→ SOURCE DOCUMENT
A domain may be migrated using the xm migrate command. To live migrate a domain to another machine, we would use the command:
# xm migrate --live mydomain destination.ournetwork.com
Without the -live flag, xend simply stops the domain and copies the memory image over to the new node and restarts it. Since domains can have large allocations this can be quite time consuming, even on a Gigabit network. With the -live flag xend attempts to keep the domain running while the migration is in progress, resulting in typical `downtimes' of just 60-300ms.
For now it will be necessary to reconnect to the domain's console on the new machine using the xm console command. If a migrated domain has any open network connections then they will be preserved, so SSH connections do not have this limitation.
XenLinux domains have the ability to relinquish / reclaim machine memory at the request of the administrator or the user of the domain.
The machine administrator can request that a domain alter its memory footprint using the xm balloon command. For instance, we can request that our example ttylinux domain reduce its memory footprint to 32 megabytes.
# xm balloon ttylinux 32
We can now see the result of this in the output of xm list:
# xm list Name Id Mem(MB) CPU State Time(s) Console Domain-0 0 251 0 r---- 172.2 ttylinux 5 31 0 -b--- 4.3 9605
The domain has responded to the request by returning memory to Xen. We can restore the domain to its original size using the command line:
# xm balloon ttylinux 64
The virtual file /proc/xen/memory_target allows the owner of a domain to adjust their own memory footprint. Reading the file (e.g. cat /proc/xen/memory_target) prints out the current memory footprint of the domain. Writing the file (e.g. echo new_target > /proc/xen/memory_target) requests that the kernel adjust the domain's memory footprint to a new value.

→ DATASET SECTION
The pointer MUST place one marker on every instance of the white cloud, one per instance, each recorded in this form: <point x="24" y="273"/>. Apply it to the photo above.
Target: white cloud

→ CHALLENGES
**1)** Please answer these questions from the Xen guide:
(a) With the live flag, how long are typical downtimes during migration?
(b) Which command does the machine administrator use to ask a domain to change its memory footprint?
(c) Which virtual file lets the owner of a domain adjust its own memory footprint?
**2)** Carry on the Xen guide from its last sentence.
The data has no connection to the Xen guide.

→ THE REPLIES
**1)**
(a) 60-300ms
(b) xm balloon
(c) /proc/xen/memory_target

**2)**
Xen associates a memory size limit with each domain. By default, this is the amount of memory the domain is originally started with, preventing the domain from ever growing beyond this size. To permit a domain to grow beyond its original allocation or to prevent a domain you've shrunk from reclaiming the memory it relinquished, use the xm maxmem command.
It is possible to directly export any Linux block device in dom0 to another domain, or to export filesystems / devices to virtual machines using standard network protocols (e.g. NBD, iSCSI, NFS, etc). This chapter covers some of the possibilities.
One of the simplest configurations is to directly export individual partitions from domain 0 to other domains. To achieve this use the phy: specifier in your domain configuration file. For example a line like
disk = ['phy:hda3,sda1,w']
specifies that the partition /dev/hda3 in domain 0
should be exported read-write to the new domain as /dev/sda1;
one could equally well export it as /dev/hda or
/dev/sdb5 should one wish.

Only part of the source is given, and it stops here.